= EXERCISE DESCRIPTION =
Copy out verbatim everything in the listing below, from the line containing "Return the outline of every instance of the building" down to the line containing "196 159 L 205", including both of those lines.

= DATA SECTION =
# # # # #

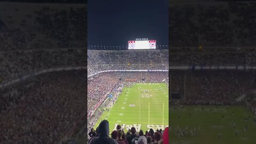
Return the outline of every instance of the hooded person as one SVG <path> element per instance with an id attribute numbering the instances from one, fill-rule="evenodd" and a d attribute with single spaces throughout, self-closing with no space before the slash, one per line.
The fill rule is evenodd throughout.
<path id="1" fill-rule="evenodd" d="M 165 127 L 164 129 L 164 133 L 163 134 L 163 142 L 164 144 L 169 143 L 169 127 Z"/>
<path id="2" fill-rule="evenodd" d="M 147 144 L 147 139 L 146 138 L 145 136 L 140 136 L 140 138 L 139 138 L 139 139 L 138 139 L 136 144 Z"/>
<path id="3" fill-rule="evenodd" d="M 94 137 L 89 144 L 118 144 L 117 141 L 108 137 L 109 135 L 109 123 L 107 120 L 103 120 L 99 125 L 98 136 Z"/>
<path id="4" fill-rule="evenodd" d="M 129 144 L 132 144 L 132 140 L 135 138 L 138 138 L 136 135 L 136 129 L 134 127 L 132 127 L 131 129 L 131 135 L 126 137 L 126 140 L 128 141 Z"/>

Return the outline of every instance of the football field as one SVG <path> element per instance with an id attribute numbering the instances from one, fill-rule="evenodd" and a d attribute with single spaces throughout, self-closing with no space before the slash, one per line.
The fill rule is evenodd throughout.
<path id="1" fill-rule="evenodd" d="M 253 114 L 245 107 L 170 107 L 170 143 L 256 143 Z"/>
<path id="2" fill-rule="evenodd" d="M 125 131 L 135 127 L 144 133 L 150 128 L 164 129 L 169 125 L 168 87 L 165 83 L 137 83 L 124 87 L 116 103 L 99 118 L 109 122 L 110 133 L 117 124 Z"/>

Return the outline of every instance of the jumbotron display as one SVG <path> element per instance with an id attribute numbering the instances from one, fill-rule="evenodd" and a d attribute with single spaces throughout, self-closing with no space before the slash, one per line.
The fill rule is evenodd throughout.
<path id="1" fill-rule="evenodd" d="M 128 50 L 156 49 L 156 40 L 129 41 Z"/>

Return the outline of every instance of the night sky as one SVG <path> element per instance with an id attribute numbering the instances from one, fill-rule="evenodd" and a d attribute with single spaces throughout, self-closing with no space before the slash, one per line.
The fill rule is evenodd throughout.
<path id="1" fill-rule="evenodd" d="M 88 45 L 128 45 L 137 38 L 168 45 L 167 0 L 91 0 Z"/>

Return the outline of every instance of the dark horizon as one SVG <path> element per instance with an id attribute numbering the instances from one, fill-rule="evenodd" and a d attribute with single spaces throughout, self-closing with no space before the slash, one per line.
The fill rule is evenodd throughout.
<path id="1" fill-rule="evenodd" d="M 167 0 L 95 0 L 88 4 L 89 49 L 91 45 L 125 49 L 129 41 L 140 38 L 165 46 L 168 33 Z"/>

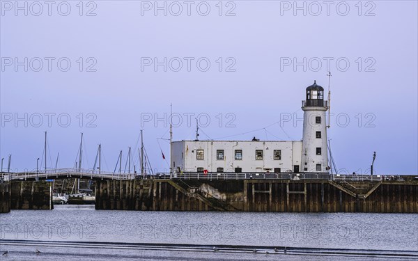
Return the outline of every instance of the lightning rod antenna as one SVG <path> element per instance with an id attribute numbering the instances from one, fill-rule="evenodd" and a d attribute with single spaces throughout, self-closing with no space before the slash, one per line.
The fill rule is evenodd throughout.
<path id="1" fill-rule="evenodd" d="M 328 77 L 328 125 L 327 125 L 327 128 L 331 127 L 331 89 L 330 89 L 330 84 L 331 84 L 331 72 L 328 72 L 327 74 Z"/>

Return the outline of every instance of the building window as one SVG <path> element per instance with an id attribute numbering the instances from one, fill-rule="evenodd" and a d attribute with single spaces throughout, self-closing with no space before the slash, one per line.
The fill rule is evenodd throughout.
<path id="1" fill-rule="evenodd" d="M 224 159 L 224 150 L 216 150 L 216 159 Z"/>
<path id="2" fill-rule="evenodd" d="M 196 159 L 205 159 L 205 151 L 203 150 L 196 150 Z"/>
<path id="3" fill-rule="evenodd" d="M 263 159 L 263 150 L 256 150 L 256 159 Z"/>
<path id="4" fill-rule="evenodd" d="M 318 139 L 320 139 L 321 137 L 321 132 L 316 132 L 316 138 Z"/>
<path id="5" fill-rule="evenodd" d="M 242 150 L 235 150 L 235 159 L 242 159 Z"/>
<path id="6" fill-rule="evenodd" d="M 281 159 L 281 150 L 273 150 L 273 159 L 274 160 Z"/>

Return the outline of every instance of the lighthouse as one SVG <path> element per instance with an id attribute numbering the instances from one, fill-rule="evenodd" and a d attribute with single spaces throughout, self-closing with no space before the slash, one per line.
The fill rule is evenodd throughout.
<path id="1" fill-rule="evenodd" d="M 303 138 L 302 171 L 309 173 L 328 173 L 328 153 L 325 113 L 327 102 L 324 101 L 324 88 L 316 84 L 307 88 L 306 100 L 302 102 Z"/>

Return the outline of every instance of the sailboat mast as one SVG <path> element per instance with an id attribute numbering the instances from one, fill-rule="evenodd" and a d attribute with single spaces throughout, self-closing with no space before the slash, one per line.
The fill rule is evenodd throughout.
<path id="1" fill-rule="evenodd" d="M 142 129 L 141 129 L 141 174 L 144 174 L 144 140 Z"/>
<path id="2" fill-rule="evenodd" d="M 47 132 L 45 132 L 45 173 L 47 173 Z"/>
<path id="3" fill-rule="evenodd" d="M 55 171 L 56 172 L 56 168 L 58 167 L 58 159 L 59 158 L 59 152 L 56 155 L 56 161 L 55 161 Z"/>
<path id="4" fill-rule="evenodd" d="M 102 170 L 102 144 L 99 144 L 99 174 Z"/>
<path id="5" fill-rule="evenodd" d="M 119 174 L 122 172 L 122 150 L 119 153 Z"/>
<path id="6" fill-rule="evenodd" d="M 9 155 L 9 160 L 8 160 L 8 163 L 7 164 L 7 173 L 8 173 L 9 172 L 10 172 L 10 162 L 12 161 L 12 155 Z"/>
<path id="7" fill-rule="evenodd" d="M 80 141 L 80 153 L 79 153 L 80 155 L 79 157 L 79 172 L 82 171 L 82 155 L 83 152 L 83 150 L 82 150 L 82 145 L 83 145 L 83 133 L 82 132 L 82 139 Z"/>
<path id="8" fill-rule="evenodd" d="M 173 122 L 172 122 L 172 116 L 173 116 L 173 106 L 170 104 L 170 177 L 173 177 Z"/>
<path id="9" fill-rule="evenodd" d="M 127 173 L 130 173 L 130 147 L 127 151 Z"/>
<path id="10" fill-rule="evenodd" d="M 199 141 L 199 122 L 196 118 L 196 141 Z"/>
<path id="11" fill-rule="evenodd" d="M 327 74 L 328 77 L 328 125 L 327 127 L 330 128 L 331 127 L 331 89 L 330 88 L 331 83 L 331 72 L 328 72 Z"/>

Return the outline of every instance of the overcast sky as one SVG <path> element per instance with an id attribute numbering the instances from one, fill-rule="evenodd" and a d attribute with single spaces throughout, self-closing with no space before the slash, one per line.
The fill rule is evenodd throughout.
<path id="1" fill-rule="evenodd" d="M 327 90 L 329 69 L 340 172 L 367 173 L 373 151 L 377 173 L 418 171 L 415 1 L 16 3 L 1 1 L 3 169 L 10 154 L 36 168 L 45 131 L 48 168 L 74 166 L 83 132 L 84 167 L 101 143 L 102 168 L 120 150 L 124 168 L 144 129 L 163 171 L 171 103 L 174 140 L 196 117 L 201 139 L 300 140 L 305 88 Z"/>

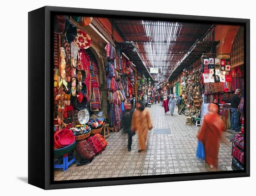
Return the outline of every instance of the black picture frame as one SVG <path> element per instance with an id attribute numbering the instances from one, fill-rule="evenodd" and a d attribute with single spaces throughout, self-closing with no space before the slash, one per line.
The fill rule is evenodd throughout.
<path id="1" fill-rule="evenodd" d="M 133 177 L 54 182 L 53 180 L 53 131 L 51 106 L 53 74 L 51 72 L 53 14 L 104 17 L 172 19 L 177 21 L 239 25 L 244 27 L 245 165 L 242 171 Z M 45 6 L 28 13 L 28 183 L 42 189 L 55 189 L 142 183 L 245 177 L 250 176 L 250 20 L 211 17 Z"/>

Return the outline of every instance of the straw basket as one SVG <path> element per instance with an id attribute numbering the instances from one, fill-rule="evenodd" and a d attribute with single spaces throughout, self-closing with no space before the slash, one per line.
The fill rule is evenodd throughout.
<path id="1" fill-rule="evenodd" d="M 90 136 L 90 134 L 91 134 L 91 131 L 90 132 L 84 134 L 83 135 L 78 135 L 77 136 L 75 136 L 75 140 L 81 140 L 82 139 L 84 139 L 86 138 L 87 138 L 88 137 Z"/>
<path id="2" fill-rule="evenodd" d="M 102 128 L 103 128 L 103 126 L 101 126 L 101 128 L 100 128 L 99 129 L 92 129 L 91 130 L 91 133 L 92 134 L 96 134 L 96 133 L 100 133 L 101 131 L 101 130 L 102 130 Z"/>

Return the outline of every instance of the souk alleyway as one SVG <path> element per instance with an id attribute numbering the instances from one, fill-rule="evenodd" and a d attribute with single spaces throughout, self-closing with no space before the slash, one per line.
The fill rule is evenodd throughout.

# # # # #

= SOLVED EXERCISE =
Return the outline of every instance of the building window as one SVG <path> element per instance with an id attribute numbering the instances from one, fill-rule="evenodd" and a d attribute with single spaces throughout, self-closing with no space before the slash, one per line.
The fill rule is evenodd throughout.
<path id="1" fill-rule="evenodd" d="M 224 159 L 224 150 L 216 150 L 216 159 Z"/>
<path id="2" fill-rule="evenodd" d="M 196 159 L 205 159 L 205 151 L 203 150 L 196 150 Z"/>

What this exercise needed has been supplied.